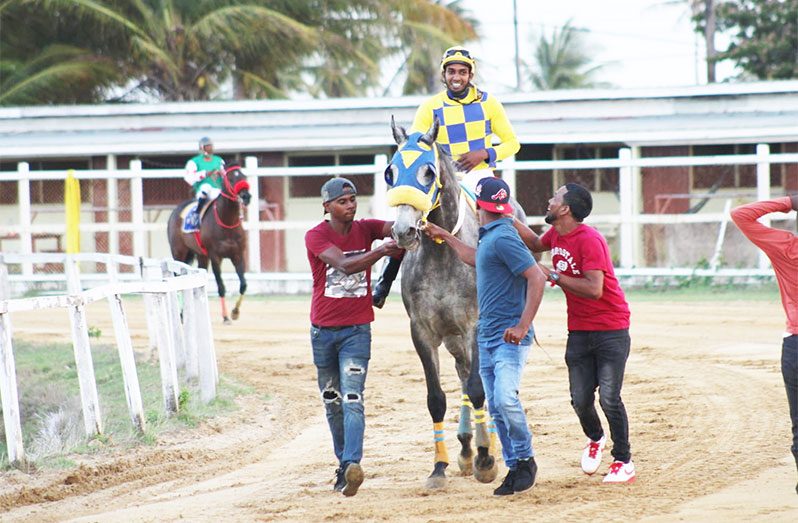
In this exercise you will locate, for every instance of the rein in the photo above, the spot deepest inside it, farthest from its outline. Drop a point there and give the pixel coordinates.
(233, 190)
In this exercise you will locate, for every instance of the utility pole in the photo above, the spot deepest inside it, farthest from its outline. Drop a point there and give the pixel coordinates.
(517, 56)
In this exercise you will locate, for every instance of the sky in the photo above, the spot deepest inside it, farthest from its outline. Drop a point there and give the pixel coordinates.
(642, 43)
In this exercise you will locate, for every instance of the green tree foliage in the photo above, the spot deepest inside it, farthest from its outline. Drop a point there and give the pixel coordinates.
(764, 37)
(79, 51)
(562, 61)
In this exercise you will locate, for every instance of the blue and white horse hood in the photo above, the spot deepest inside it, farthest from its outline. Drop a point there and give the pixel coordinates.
(413, 171)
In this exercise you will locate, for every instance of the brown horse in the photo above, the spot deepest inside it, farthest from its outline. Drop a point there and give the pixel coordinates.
(220, 236)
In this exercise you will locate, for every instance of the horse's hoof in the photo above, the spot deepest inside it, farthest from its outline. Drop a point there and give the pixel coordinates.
(437, 480)
(465, 460)
(466, 464)
(486, 469)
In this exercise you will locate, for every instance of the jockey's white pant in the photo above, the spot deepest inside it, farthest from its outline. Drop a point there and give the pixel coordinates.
(471, 178)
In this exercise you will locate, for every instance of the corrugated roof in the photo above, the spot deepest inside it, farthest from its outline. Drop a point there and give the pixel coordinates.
(726, 113)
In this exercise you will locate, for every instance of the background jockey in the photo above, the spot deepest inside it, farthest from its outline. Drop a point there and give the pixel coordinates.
(203, 173)
(468, 118)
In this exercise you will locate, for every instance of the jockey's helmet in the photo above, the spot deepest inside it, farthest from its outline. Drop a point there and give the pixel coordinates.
(205, 141)
(458, 55)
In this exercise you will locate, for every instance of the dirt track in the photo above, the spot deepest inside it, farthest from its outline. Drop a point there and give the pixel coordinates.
(708, 424)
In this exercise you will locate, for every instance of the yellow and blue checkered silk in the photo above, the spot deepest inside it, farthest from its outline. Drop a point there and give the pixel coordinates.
(467, 125)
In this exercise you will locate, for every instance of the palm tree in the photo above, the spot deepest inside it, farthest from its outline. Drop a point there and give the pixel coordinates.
(561, 62)
(427, 29)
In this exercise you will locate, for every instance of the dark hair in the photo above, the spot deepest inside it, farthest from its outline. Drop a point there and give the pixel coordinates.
(579, 200)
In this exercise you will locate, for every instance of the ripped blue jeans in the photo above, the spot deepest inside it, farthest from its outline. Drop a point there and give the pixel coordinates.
(341, 356)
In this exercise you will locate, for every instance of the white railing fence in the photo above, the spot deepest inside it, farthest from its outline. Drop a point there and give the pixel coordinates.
(184, 342)
(627, 224)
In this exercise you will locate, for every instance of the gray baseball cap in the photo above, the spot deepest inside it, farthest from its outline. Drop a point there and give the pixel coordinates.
(335, 188)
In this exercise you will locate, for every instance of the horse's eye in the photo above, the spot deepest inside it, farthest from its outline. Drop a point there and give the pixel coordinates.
(391, 172)
(425, 174)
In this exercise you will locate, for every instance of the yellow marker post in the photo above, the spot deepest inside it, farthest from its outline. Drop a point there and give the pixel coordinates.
(72, 207)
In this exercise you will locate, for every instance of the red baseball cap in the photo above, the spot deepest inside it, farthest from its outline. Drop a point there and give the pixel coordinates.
(493, 195)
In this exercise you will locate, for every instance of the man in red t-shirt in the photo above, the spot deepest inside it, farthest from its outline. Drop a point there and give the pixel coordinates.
(782, 249)
(340, 255)
(598, 325)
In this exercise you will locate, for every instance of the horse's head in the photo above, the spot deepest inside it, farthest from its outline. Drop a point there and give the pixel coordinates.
(415, 182)
(236, 185)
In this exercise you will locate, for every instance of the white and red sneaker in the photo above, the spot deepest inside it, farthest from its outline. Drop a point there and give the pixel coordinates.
(621, 472)
(591, 456)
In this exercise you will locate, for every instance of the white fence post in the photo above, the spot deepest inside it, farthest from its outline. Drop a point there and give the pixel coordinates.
(174, 321)
(627, 196)
(253, 215)
(23, 195)
(85, 367)
(137, 207)
(166, 355)
(208, 373)
(9, 395)
(379, 202)
(763, 193)
(190, 333)
(113, 206)
(128, 361)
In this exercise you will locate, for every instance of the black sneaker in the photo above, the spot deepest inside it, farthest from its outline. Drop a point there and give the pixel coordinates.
(525, 473)
(340, 481)
(506, 488)
(353, 477)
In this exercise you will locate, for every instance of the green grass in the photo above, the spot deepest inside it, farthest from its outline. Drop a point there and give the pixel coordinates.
(47, 381)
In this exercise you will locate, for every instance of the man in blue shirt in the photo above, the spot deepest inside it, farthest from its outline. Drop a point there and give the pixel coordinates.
(509, 290)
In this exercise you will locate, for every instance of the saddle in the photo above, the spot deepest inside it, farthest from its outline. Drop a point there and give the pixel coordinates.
(192, 218)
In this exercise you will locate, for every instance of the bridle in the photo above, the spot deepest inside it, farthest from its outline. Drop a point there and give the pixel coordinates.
(233, 191)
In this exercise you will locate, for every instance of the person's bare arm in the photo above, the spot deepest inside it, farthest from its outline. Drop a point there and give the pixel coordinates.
(466, 253)
(334, 257)
(528, 236)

- [Work instructions] The records shown above are to be repeated exactly, with the pictures left out.

- [Worked solution]
In this exercise you will locate, for every instance of the rein in the photo above, the spot deepest inside it, farthest from its outline. Drop a point there and give the pixel coordinates.
(233, 190)
In this exercise you will locate, for every instance of the utility pole in the photo above, the spot deepest inside it, farthest from its outline. Drop a point there and give the pixel coordinates.
(517, 56)
In this exercise you will locate, for every instance of the sky in the photo above, the spot deepest inside it, farthest from its outline. Drop a point there and give the pixel coordinates.
(642, 43)
In this exercise you will locate, for every instance of the green tree foliage in the photo above, the spot deepest inside it, farthest from its outline. Drop a point there and give the pixel coordinates.
(764, 37)
(79, 51)
(562, 61)
In this exercise you will locate, for every instance of the blue and white horse hood in the photo above, the spot deepest inside it, farthest from its outline. Drop a point there and give the pixel coordinates.
(413, 171)
In this exercise you will locate, for every instance of the brown horse in the photo above, the spot deepest inside it, farthest from its outline. Drop a point there and give the pixel coordinates.
(220, 236)
In this exercise you will locate, for every instance of the horse's hoof in the photo above, the spot deepest inside it, farthest from its outline. Drop a point there and give the pixel coordinates.
(437, 480)
(465, 460)
(466, 464)
(486, 469)
In this exercise you will locate, for every instance of the jockey's white pant in the photo above, the spot deepest inside it, farthest from its outline. Drop a point there and give the pixel coordinates.
(471, 178)
In this exercise you will locate, for every instance of the corrugated roof in the photo above, the spot deepest inside it, farthest from its outline. Drop a point there and give the pixel coordinates.
(726, 113)
In this exercise you will locate, for every instance of the background jockey in the photo above, the spot deepest inside it, farthest from its outline. Drop a point there and give the pixel coordinates.
(203, 173)
(468, 118)
In this exercise you will locate, for every instance of the jockey's helmet in the photo above, the spot deepest inside it, farthest from its outline. Drop a point there and give the pixel coordinates.
(205, 141)
(458, 55)
In this exercise you will locate, for every instance of the dirt track in the photo above, the spot deepest inside it, farthest from its outline. Drop a point there and give the pixel coordinates.
(708, 424)
In this exercise you will locate, for every instance of the yellow and blue checkered silk in the photo above, the spot deepest inside it, farthest from its outline. Drop a point there and give the pixel coordinates.
(467, 125)
In this exercise you will locate, for every instance of the palm tree in the photo above, the spot deepest inside it, farthest from its outline. Drop a point there and give the pixel coordinates.
(561, 62)
(427, 29)
In this exercise you will locate, for every instance of the dark hair in the photo above, the spot deepest inside it, farthest from its outline. Drop a point there and give the pixel coordinates.
(579, 200)
In this exercise you will locate, for every instance of the ripped blue jeans in the photo above, the spot deepest inside it, farthest from its outline. Drop a point there and give the pixel coordinates.
(341, 356)
In this exercise you will locate, for every instance of the white railing fence in the photo above, the spot deepest inside it, farthest from its outline. Drop a point there and give the pixel coordinates.
(184, 342)
(627, 224)
In this exercise you will locate, for every instance of the gray baseball cap in the photo above, the spot deepest inside it, farthest from its outline. Drop a point there and give the pixel coordinates.
(335, 188)
In this exercise you will locate, for every instance of the horse's eye in the photo above, the spot deepest inside it, farthest from its outline. Drop a point there and give the pixel coordinates.
(391, 172)
(425, 174)
In this exercise you will locate, for every instance of the yellow marker post in the photo above, the spot deepest inside it, farthest from its outline. Drop a point there and give the pixel coordinates.
(72, 207)
In this exercise you will locate, for every instance of the red baseball cap in the photo above, the spot deepest inside it, farthest from its outline. Drop a point there and give the pixel coordinates.
(493, 195)
In this exercise you will locate, for every instance of the man in red t-shirt in the photo above, the spot deepest inside it, farthest from its outline. Drop a point there and give the pixel coordinates.
(782, 249)
(340, 255)
(598, 325)
In this exercise you will locate, for every instance of the horse's head in the photo above, the spot deepest inside it, farthest from its outline. Drop a point there and give the pixel coordinates.
(415, 182)
(236, 185)
In this exercise you will locate, for every instance of the white and red sneaker in the photo above, the spot deepest inside it, farthest from its outline. Drop a point there and give the pixel coordinates.
(621, 472)
(591, 456)
In this exercise you will locate, for every instance of the white fence post in the photo above, the spot deepest inside it, farthest from its outline. Drop a point there and give the pixel coordinates.
(174, 321)
(627, 196)
(253, 215)
(23, 195)
(85, 367)
(137, 207)
(166, 355)
(208, 373)
(9, 395)
(379, 202)
(763, 193)
(190, 333)
(113, 206)
(128, 361)
In this exercise you will locate, for every instance of the black sneaker in the photo above, the spot deepest inside it, farthest from its outline. Drop a point there and give the pixel coordinates.
(525, 473)
(340, 481)
(506, 488)
(353, 477)
In this exercise you will locate, for every instance of the green grass in the photo above, the spot deepest inside it, farthest from its outline. Drop a point there and give the pixel coordinates.
(47, 381)
In this exercise you will locate, for every instance of the man in blue shirt in the photo above, the spot deepest inside it, farthest from its outline. Drop a point there and give the pixel coordinates.
(509, 290)
In this exercise you will locate, for every instance of the saddle in the photo above, the spot deepest inside it, farthest from its outline. Drop a point there and give the pixel coordinates.
(192, 218)
In this exercise you will locate, for every instance of the bridle in the photo above, the spot deepest inside it, farthest from its outline. Drop a point there and give the pixel coordinates.
(233, 191)
In this exercise you will locate, for every instance of the person's bare arm in the photo above, the spot deepest inside it, farthest from its outline. Drop a point there and give the pixel coordinates.
(466, 253)
(334, 257)
(528, 236)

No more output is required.